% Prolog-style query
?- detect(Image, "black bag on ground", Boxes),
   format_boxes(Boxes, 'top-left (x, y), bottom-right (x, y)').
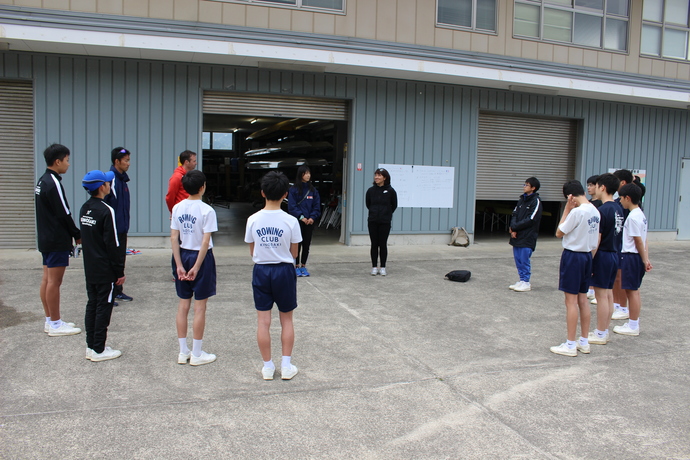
top-left (446, 270), bottom-right (472, 283)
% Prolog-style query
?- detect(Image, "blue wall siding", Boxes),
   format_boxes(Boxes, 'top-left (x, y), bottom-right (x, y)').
top-left (0, 52), bottom-right (690, 235)
top-left (480, 90), bottom-right (690, 231)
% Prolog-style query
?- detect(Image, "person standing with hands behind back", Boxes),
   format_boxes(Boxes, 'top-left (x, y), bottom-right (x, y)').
top-left (79, 170), bottom-right (125, 362)
top-left (365, 168), bottom-right (398, 276)
top-left (288, 165), bottom-right (321, 276)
========================
Exercise instructions: Output every line of the data above as a numbered list, omitting blank lines and leaving out the picture.

Written response:
1. % Prolog-style query
2. ?- detect(Image, "black bag on ground", Boxes),
3.    format_boxes(Boxes, 'top-left (x, y), bottom-right (x, y)').
4. top-left (446, 270), bottom-right (472, 283)
5. % Prolog-style query
6. ?- detect(Image, "blue wall siding", Boxes),
7.    format_boxes(Boxes, 'top-left (x, y), bottom-right (x, y)').
8. top-left (0, 52), bottom-right (690, 235)
9. top-left (480, 90), bottom-right (690, 231)
10. % Prolog-style query
11. ?- detect(Image, "person standing with hands behind back", Boxes),
12.    format_boxes(Boxes, 'top-left (x, y), bottom-right (x, y)').
13. top-left (79, 170), bottom-right (125, 362)
14. top-left (365, 168), bottom-right (398, 276)
15. top-left (288, 165), bottom-right (321, 276)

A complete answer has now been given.